TASK STATEMENT
Repeat these records exactly, pictures excluded.

[Data excerpts]
───
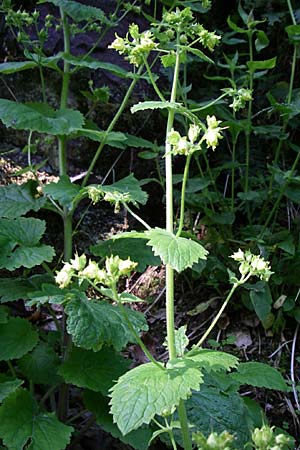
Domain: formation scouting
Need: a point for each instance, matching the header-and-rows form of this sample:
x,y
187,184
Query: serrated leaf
x,y
142,106
63,191
212,360
147,390
97,404
16,200
7,387
211,409
42,431
126,247
39,117
95,371
261,65
259,375
41,365
80,12
17,338
261,299
95,323
19,243
261,41
49,293
179,252
16,66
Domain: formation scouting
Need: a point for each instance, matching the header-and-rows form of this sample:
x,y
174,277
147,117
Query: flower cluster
x,y
252,265
240,97
264,437
186,145
79,267
214,441
135,46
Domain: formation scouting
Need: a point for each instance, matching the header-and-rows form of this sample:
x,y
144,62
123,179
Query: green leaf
x,y
95,64
79,12
41,365
212,360
95,371
261,41
261,299
179,252
200,54
21,423
16,200
97,404
49,293
63,191
293,32
17,337
19,243
147,390
212,409
4,312
39,117
259,375
16,66
142,106
7,387
126,247
261,65
95,323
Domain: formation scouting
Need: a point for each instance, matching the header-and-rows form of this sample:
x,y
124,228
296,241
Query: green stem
x,y
182,203
280,195
138,218
12,369
249,115
214,322
111,126
130,326
156,88
67,215
187,442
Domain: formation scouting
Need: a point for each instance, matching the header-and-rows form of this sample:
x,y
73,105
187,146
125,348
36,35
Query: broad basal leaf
x,y
95,323
97,404
79,12
19,243
39,117
149,390
96,371
259,375
64,191
7,387
212,360
16,200
179,252
41,365
126,247
21,423
17,337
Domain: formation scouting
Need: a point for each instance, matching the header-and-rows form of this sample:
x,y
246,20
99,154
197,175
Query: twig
x,y
292,371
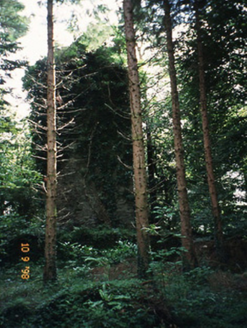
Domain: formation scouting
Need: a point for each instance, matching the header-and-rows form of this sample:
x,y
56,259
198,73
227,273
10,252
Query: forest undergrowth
x,y
100,288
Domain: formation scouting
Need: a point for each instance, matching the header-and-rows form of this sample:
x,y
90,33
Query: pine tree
x,y
186,231
51,214
140,180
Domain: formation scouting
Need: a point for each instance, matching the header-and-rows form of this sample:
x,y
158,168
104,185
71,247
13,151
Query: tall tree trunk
x,y
51,215
151,176
206,139
140,180
186,231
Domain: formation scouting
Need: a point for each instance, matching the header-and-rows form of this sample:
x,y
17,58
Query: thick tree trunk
x,y
51,215
206,140
151,176
186,232
140,180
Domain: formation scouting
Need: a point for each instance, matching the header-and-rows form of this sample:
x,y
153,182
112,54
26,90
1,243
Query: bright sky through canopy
x,y
34,43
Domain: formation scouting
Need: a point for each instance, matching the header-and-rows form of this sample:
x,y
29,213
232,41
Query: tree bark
x,y
186,231
151,176
51,215
206,138
140,180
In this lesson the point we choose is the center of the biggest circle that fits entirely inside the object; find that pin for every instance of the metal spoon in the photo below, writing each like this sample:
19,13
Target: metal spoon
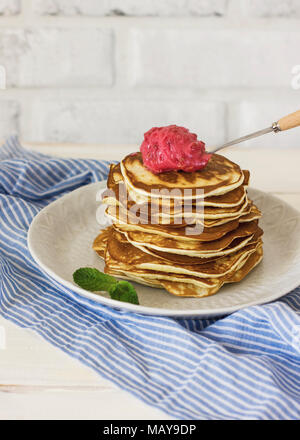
290,121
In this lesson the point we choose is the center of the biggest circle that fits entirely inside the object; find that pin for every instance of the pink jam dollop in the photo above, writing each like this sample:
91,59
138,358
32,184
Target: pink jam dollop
173,148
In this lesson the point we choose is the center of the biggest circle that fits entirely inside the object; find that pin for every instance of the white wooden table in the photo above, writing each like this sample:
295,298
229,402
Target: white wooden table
37,381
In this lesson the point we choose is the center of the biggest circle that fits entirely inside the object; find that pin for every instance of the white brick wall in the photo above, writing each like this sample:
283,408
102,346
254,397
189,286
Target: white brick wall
106,71
9,7
107,122
9,118
167,8
204,59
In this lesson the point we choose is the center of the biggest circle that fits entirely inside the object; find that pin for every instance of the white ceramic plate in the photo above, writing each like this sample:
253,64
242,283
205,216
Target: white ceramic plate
61,235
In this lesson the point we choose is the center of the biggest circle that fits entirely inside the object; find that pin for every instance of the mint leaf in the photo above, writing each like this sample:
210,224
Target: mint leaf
124,291
92,279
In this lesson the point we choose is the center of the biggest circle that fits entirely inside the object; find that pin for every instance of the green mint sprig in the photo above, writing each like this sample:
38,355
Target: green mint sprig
92,279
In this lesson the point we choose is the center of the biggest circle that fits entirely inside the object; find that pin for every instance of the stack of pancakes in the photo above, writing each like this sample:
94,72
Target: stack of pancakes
190,241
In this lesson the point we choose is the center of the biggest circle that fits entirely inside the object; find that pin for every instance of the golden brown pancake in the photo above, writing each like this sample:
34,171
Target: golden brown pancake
158,249
218,177
127,198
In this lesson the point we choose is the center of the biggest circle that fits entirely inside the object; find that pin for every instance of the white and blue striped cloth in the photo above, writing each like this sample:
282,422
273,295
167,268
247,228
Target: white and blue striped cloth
243,366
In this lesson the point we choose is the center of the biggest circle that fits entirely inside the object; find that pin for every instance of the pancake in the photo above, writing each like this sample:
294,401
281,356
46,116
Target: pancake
122,255
191,286
190,290
150,241
118,188
218,177
119,214
190,241
222,246
208,234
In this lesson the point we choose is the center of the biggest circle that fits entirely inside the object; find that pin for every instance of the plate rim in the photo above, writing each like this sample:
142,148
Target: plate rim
145,310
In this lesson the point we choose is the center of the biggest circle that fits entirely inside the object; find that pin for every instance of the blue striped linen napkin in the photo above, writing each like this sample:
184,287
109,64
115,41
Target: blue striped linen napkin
242,366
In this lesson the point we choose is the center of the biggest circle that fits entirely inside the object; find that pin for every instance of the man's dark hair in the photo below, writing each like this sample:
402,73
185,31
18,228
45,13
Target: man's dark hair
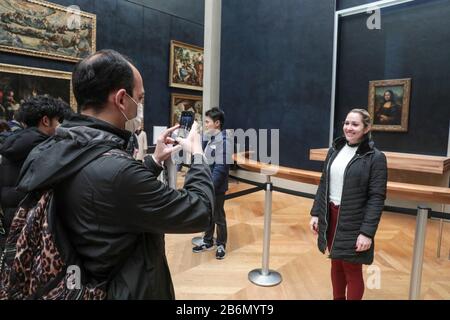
───
SOLUTION TO THE EXERCISE
Domain: formation scouting
Need: a point for each instance, matching the header-and-rows form of this sample:
x,y
187,184
Query: serrated leaf
x,y
142,106
63,191
212,360
147,390
97,404
16,200
7,387
211,409
42,431
126,247
39,117
95,371
261,65
259,375
41,365
80,12
17,338
261,299
95,323
19,243
261,41
49,293
179,252
16,66
Domain: formation scouting
Need: a point for each instance, matching the header-and-rows form of this sample:
x,y
174,277
147,117
Query: flower cluster
x,y
252,265
240,97
264,437
186,145
79,267
214,441
135,46
Domain: formation scouting
Need: a point for each instance, matching the header-and-rows form of this sample:
x,y
144,62
123,179
Query: green leaf
x,y
95,64
79,12
41,365
212,360
95,371
261,41
261,299
179,252
200,54
21,423
16,200
97,404
49,293
63,191
293,32
17,337
19,243
147,390
212,409
4,312
39,117
259,375
16,66
142,106
7,387
126,247
261,65
95,323
Domain: formation scouting
Need: a point for each instance, matching the header-and-rows form of this sample:
x,y
124,228
296,241
Query: green stem
x,y
182,203
280,195
138,218
12,369
249,115
214,322
111,126
130,326
156,88
67,215
187,442
Domain: formation scouting
Need: a point for each instance, matching the header-and-rows form of this sample:
x,y
73,105
187,146
125,348
36,35
Query: broad basal leaf
x,y
95,323
97,404
79,12
19,243
39,117
149,390
96,371
259,375
64,191
7,387
212,360
16,200
179,252
41,365
126,247
21,423
17,337
Domain: formation scouting
Need: a point for each instance, matching the header-and-rows form of this sample:
x,y
246,20
99,154
197,175
Query: twig
x,y
292,371
Domain: formation scouting
Need: a point for each instance, matching the header-and-rows form of this sample:
x,y
56,259
198,73
227,273
10,252
Query: forest undergrowth
x,y
100,288
Domain: formation scouting
Need: a point for each instance, matching the header-and-rows form of this sample:
x,y
90,33
Query: pine tree
x,y
186,231
51,214
140,180
Domain: formation scouting
Need: a point for each instance, matching the header-and-rows form of this sample:
x,y
158,168
104,185
71,247
13,151
Query: tall tree trunk
x,y
51,215
151,176
206,139
140,180
186,231
Domain: formation scouting
Need: a point for each instance, matching the header-and-rows form of this sample:
x,y
17,58
Query: thick tree trunk
x,y
51,215
206,140
151,176
186,232
140,180
Domain: formation scouting
Need: a point for each instance, matching the header-and-rows form of this sample:
x,y
153,182
112,54
26,90
1,243
Query: bright sky through canopy
x,y
34,43
Domain: formation scouting
Need: a point for each instance, matching the header-and-rows form of this sample:
x,y
29,213
232,41
Query: tree bark
x,y
186,231
151,176
51,215
206,138
140,180
In this lesson the point we choose is the center of the biggest circle that fits entirely inside the object; find that pin for every instance of the metal spoon in the photo below, writing each like this sample:
19,13
Target: metal spoon
290,121
In this lesson the point we choose is the center of the biggest circle that fits entirely inside the object; find that pin for every instance of the pink jam dollop in the photo above, writing each like this sample:
91,59
138,358
32,184
Target: pink jam dollop
173,148
In this lesson the point we choose is the center of the biggest circle that fits entirely inside the object; find that pin for every instance of the white wooden table in the photo above, writing each like this sample:
295,298
229,402
Target: white wooden table
37,381
In this lesson the point we choose is the center of the biggest circle that fits entirely inside the object; find that pin for every instance of the white brick wall in the photo above, writing each like this sample:
283,408
102,346
254,397
189,286
Target: white brick wall
106,71
9,7
107,122
9,118
167,8
204,59
In this lesson the point we choose is the center of the biggest circle that fits entirely inside the object; find that pin for every instance of the white ceramic plate in the photo above, writing each like this sample:
253,64
242,283
205,216
Target: white ceramic plate
61,235
In this lesson the point we choose is the center of the biggest circle that fits entirely inside the object; find that pin for every instance of the mint leaf in the photo above, writing each like this sample:
210,224
Target: mint leaf
124,291
92,279
In this lesson the point we choose is the center of the biggest circle that fits entirely inside the object; find that pin for every instance of the green mint sprig in the photo above, writing each like this sample:
38,355
Target: green mint sprig
92,279
In this lesson the point we choose is the center of the biggest circle that fits entirely inside the object; find that pin for every instance of the stack of pancakes in the photo above, writing each like this sample:
94,72
Target: stack of pancakes
190,241
In this lesson the point we choose is the center of the biggest circle that fits entirely inside the object; find that pin for every instance of the golden brown pancake in the photo above, writing each like this sample:
34,171
Target: golden brown pancake
158,249
218,177
127,198
In this lesson the point we choose is the center of the biggest circle that fits entirely inside the object; find that pin for every instance of the white and blue striped cloth in the photo above, writing each like this sample:
282,422
273,295
167,268
247,228
Target: white and blue striped cloth
243,366
In this lesson the point we choose is the center of the biggest circle that fits entirely inside the object; find that pin for every instance of the pancake in the photo above, writing each like this sample:
294,401
281,356
46,116
Target: pancake
122,255
191,286
190,290
150,241
118,188
218,177
119,214
190,241
222,246
208,234
In this lesson the point we choose is the center of the biggest circle that fits entirely inside the object; find that pin for every instance of the plate rim in the photo above, writing each like this sample:
142,148
Target: plate rim
145,310
In this lesson the point we choose is the center of the biggest circle that fits entirely inside the object; find that pin for every instance of the blue striped linen napkin in the photo above, writing each like this sample:
184,287
109,64
115,41
Target: blue striped linen napkin
242,366
In this lesson the point we choose is the center of the biggest circle that fits entirely inside the object; find that pin for every instance of the man's dark hair in the photo below, writing each like this sample:
402,73
185,31
18,228
45,13
Target: man's dark hair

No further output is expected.